(TEXT SHOWN):
Matisoff said the EPA has worked to decrease
phosphorous loads from 26,000 metric tons per year parts to 11,000.
"The lake had gotten better, but over the
past few years anoxia in the bottom waters has reappeared," he
said.
The hypothesis is that zebra mussels have
created havoc with the lake's ecosystem. The zebra mussel is an
exotic species from the Caspian Sea and other European waters
that entered the Great Lakes in 1989 when sea vessels dump their
ballast waters into the Great Lakes.
The waters of Lake Erie have two strataa
top layer of warmer water and a deeper cold layer where many of
the lake's salmon, walleye and other fish live and that support
the multi-million dollar fishing industry and recreation fishing.
Matisoff speculates that biota, sediment
and water samples will show that the zebra mussel is robbing the
colder layer of important oxygen for the fish's survival.
He explains that the zebra mussel has shifted
the lake's food chain from a pelagic system in the warmer waters
to a benthic system in the cold waters. In the warmer, upper and
oxygen-rich layer, the food chain supports algae, which blooms
during warmer months, with growth spurred by phosphorus from fertilizers
and from detergents in sewage. Zooplankton feed on the algae and
the fish in turn eat the zooplankton.
With shift to the benthic system, the food
chain is shifted to the colder layers of water with the zebra
mussel feeding on algae and excreting debris to the sediment,
causing an increase in oxygen consumption and depriving fish of
the oxygen that sustains their growth. Plants and fish die. Some
toxic algae proliferate and produce neurotoxins, which corrupt
the water, making it harmful for humans to drink it or swim in
it.
Lake Erie's savior may come in the form
of another exotic species, the round gobie, introduced by freighters
in 1993.
"The round gobie, which feds on the zebra
mussels, may eventually turn around the current problem as it
eontrols the zebra mussel population," Matisoff said.
Until that might happen, scientists will explore the dead zone
for clues to reverse the current situation.

(PROBLEM): From the Lake Erie text, return word for word the stretch that begins at "The hypothesis is" and stops after "the fish's survival.".

(DATA SHOWN):
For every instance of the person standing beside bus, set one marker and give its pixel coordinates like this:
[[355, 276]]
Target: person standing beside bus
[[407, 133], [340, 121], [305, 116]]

(RESPONSE):
The hypothesis is that zebra mussels have
created havoc with the lake's ecosystem. The zebra mussel is an
exotic species from the Caspian Sea and other European waters
that entered the Great Lakes in 1989 when sea vessels dump their
ballast waters into the Great Lakes.
The waters of Lake Erie have two strataa
top layer of warmer water and a deeper cold layer where many of
the lake's salmon, walleye and other fish live and that support
the multi-million dollar fishing industry and recreation fishing.
Matisoff speculates that biota, sediment
and water samples will show that the zebra mussel is robbing the
colder layer of important oxygen for the fish's survival.